What you need to do:
**A)** Answer these about the forum thread on recording sermons, one answer per line, marked the same way:
(i) What software does the first poster expect to use on the computer?
(ii) What two connector types does ChrisA name for balanced mixer outputs?
(iii) What location is listed for ChrisA?
**B)** From the forum thread on recording sermons, list every step ChrisA gives for preparing a Windows PC to record quality audio.
**C)** Write the next part of the forum thread on recording sermons, picking up after its final sentence.

Excerpted passage:
* * * * * * *
Recording to Windoze machine from a Pyle audio stack? (PA System)

Discussion in 'Digital Audio' started by el-John-o, Jul 15, 2014.

  1. el-John-o macrumors 65816

    Joined:
    Nov 29, 2010
    Location:
    Missouri
    #1
    Hey all!

    So here's my quick question. I want to record digital audio files of my sermons. I use a fairly high quality wireless mic which feeds into a new system we just had installed. The mixer (A Pyle unit) has a couple RCA outputs, including some labeled 'record out'. We also have a computer (that runs the displays in the front of the church) next to the stack. I'd like to record audio from the Pyle stack to that computer. It's a windoze machine so I'll likely use Audacity.

    So the easy solution is to adapt the RCA to the microphone jack on the computer, right? But is there a higher quality / more consistent solution? What's the best way to have the best quality (with a reasonable budget of course). I've seen some USB capture devices; but don't know much about them.

    Your thoughts?

    Thanks guys!
     
  2. ChrisA, Jul 17, 2014
    Last edited: Jul 17, 2014

    ChrisA macrumors G4

    Joined:
    Jan 5, 2006
    Location:
    Redondo Beach, California
    #2

    Recording with a Windows PC is not as easy as it seems. It helps to clear the PC of all other tasks, disconnect it from networking, remove the network drivers, stop the disk indexing and so on then replace the audio drivers "Windows sound system" with ASIO drivers. Without this you will get the normal dropouts, click and lag. Windows just does NOT do quality audio out of the box. But you CAN set it up to do that.

    RCA connections??? I think most pro quality mixer consoles will have balanced outputs. Either 1/4" TRS or XLR. Then you can cable that to your USB audio interface. But why go through the mixer? The less equipment between the microphone and the USB audio interface the better. You would get better advice if you would tell us what the entire equipment chain is with brands and model numbers.
* * * * * * *
Supplied material:
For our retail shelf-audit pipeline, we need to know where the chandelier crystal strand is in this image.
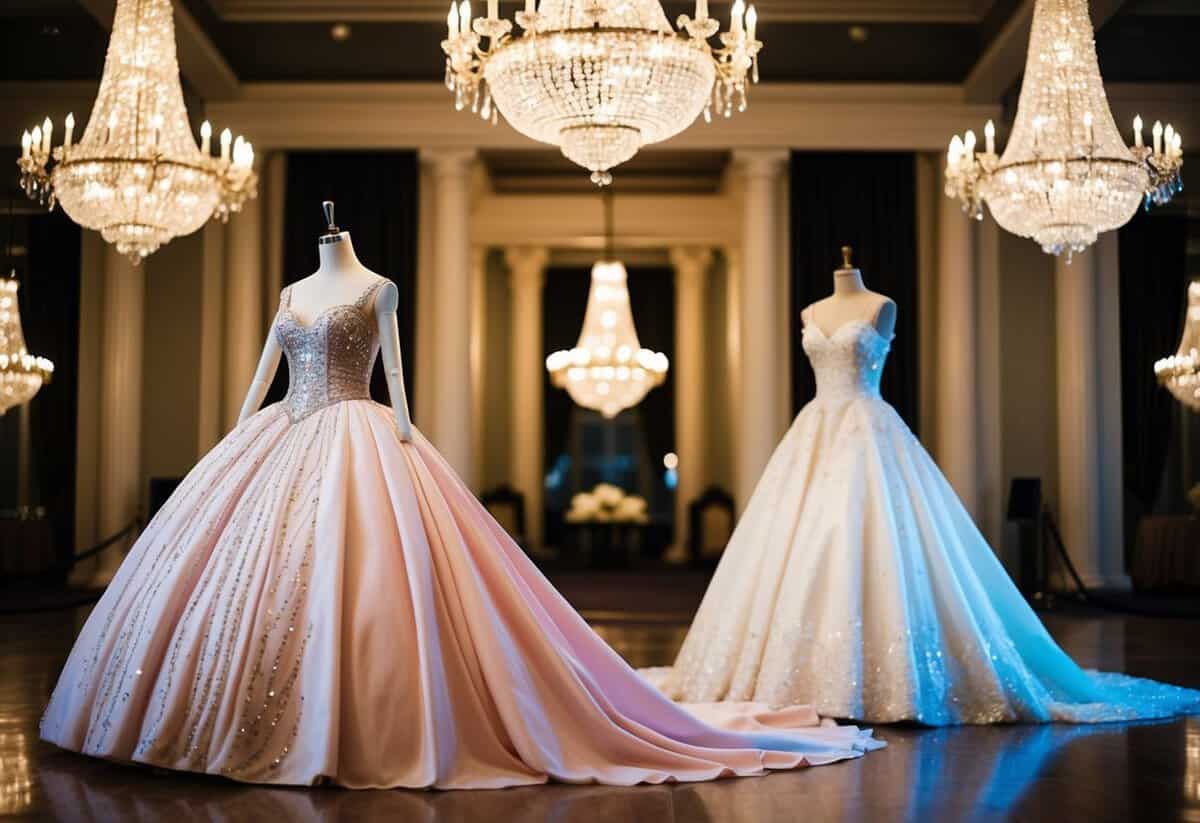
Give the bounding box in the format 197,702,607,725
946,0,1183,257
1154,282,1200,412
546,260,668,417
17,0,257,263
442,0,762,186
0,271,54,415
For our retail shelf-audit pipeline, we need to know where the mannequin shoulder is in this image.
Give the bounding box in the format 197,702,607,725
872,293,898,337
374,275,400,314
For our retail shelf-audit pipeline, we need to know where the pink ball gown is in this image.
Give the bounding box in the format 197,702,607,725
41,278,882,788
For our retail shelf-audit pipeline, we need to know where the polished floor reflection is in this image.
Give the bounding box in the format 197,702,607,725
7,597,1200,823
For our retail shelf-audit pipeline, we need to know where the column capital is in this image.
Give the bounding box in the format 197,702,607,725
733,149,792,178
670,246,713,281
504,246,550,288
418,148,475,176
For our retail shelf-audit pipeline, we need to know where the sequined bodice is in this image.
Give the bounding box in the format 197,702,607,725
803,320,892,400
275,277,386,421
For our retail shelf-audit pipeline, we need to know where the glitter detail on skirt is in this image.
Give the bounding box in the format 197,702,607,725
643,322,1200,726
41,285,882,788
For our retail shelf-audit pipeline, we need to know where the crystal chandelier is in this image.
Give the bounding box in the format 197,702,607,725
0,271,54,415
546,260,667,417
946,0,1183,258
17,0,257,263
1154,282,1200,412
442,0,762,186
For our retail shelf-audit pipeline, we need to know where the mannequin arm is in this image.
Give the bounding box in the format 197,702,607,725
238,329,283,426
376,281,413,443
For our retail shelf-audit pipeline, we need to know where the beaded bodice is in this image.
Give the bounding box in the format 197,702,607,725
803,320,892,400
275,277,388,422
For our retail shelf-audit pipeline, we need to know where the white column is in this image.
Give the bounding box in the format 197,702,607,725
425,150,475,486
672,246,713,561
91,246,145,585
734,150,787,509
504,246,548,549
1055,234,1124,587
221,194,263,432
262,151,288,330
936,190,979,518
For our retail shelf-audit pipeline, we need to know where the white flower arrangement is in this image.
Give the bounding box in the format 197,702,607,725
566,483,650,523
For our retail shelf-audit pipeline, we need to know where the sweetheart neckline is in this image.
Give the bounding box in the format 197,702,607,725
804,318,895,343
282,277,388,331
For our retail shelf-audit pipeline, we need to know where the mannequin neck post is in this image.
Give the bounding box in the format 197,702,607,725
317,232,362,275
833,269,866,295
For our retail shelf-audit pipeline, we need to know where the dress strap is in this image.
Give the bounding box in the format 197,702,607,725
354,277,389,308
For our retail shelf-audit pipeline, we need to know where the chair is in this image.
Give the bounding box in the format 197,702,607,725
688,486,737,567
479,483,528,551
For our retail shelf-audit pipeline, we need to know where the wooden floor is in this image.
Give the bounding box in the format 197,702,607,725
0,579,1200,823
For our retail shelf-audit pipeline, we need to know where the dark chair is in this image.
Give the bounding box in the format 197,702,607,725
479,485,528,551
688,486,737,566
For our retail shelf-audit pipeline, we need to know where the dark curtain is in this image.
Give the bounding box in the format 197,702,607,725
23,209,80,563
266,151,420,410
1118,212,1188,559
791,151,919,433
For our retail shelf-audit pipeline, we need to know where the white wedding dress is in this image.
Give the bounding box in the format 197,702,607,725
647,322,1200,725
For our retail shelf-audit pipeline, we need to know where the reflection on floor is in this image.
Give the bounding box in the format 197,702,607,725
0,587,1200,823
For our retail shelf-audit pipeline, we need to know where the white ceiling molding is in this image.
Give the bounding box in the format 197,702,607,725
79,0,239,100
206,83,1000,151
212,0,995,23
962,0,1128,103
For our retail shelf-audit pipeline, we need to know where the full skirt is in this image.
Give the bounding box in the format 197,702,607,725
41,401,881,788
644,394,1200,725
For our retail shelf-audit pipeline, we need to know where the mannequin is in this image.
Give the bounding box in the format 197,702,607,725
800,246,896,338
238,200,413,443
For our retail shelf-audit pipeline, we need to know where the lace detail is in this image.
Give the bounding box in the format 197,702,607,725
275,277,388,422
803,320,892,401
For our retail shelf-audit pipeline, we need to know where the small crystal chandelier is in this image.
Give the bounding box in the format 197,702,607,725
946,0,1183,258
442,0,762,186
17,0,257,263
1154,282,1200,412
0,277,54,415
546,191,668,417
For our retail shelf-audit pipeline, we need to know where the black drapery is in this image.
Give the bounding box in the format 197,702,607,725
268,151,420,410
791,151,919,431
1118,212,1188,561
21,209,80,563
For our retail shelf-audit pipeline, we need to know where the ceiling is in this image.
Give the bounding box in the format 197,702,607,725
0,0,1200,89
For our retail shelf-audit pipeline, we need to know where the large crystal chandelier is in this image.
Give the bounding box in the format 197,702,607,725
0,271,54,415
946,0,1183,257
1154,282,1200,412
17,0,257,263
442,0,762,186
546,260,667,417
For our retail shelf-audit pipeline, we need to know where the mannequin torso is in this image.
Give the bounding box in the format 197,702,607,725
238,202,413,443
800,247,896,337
* * * * * * *
Task responses:
**A)**
(i) Audacity
(ii) 1/4" TRS and XLR
(iii) Redondo Beach, California

**B)**
- Clear the PC of all other tasks
- Disconnect it from networking
- Remove the network drivers
- Stop the disk indexing
- Replace the "Windows sound system" audio drivers with ASIO drivers

**C)**
    There are several USB interfaces that seem to all cost about $150 that would work. They are made by Presonus, Focusrite, MOTU and a few others. Ppretyy much any of the big name recording studio equipment brands is good. There are some knock-off brands to stay clear of.
    I like this one best now Scarlett2i2/

    But your plan to simply stuff the PCA out into the line in on a PC would work, if the mixer has the ability to adjust the output level. If you can't set the output level then it depends on luck.

    You could also use an audio recorder. Why use the computer? Buy a "Zoom H5" and then you have LOTS of options. You can record using the built-in microphones or plug in better external mice or record from the mixer. It is all stored on an SD card. Then you pull the SD card and transfer to some program like Garage Band and edit and mix it. The recorder works stand along and you don't have to deal with Windows. look at it here: Zoom H5 The recorder can do a lot more than the $150 audio interface. Zoom makes cheaper "H1" but this is the firs model that has the build-quality you need.

    Both of the links point to sweet water which is a good place to buy. Their sales staff actually uses that stuff that sell, free extended warranty and shipping.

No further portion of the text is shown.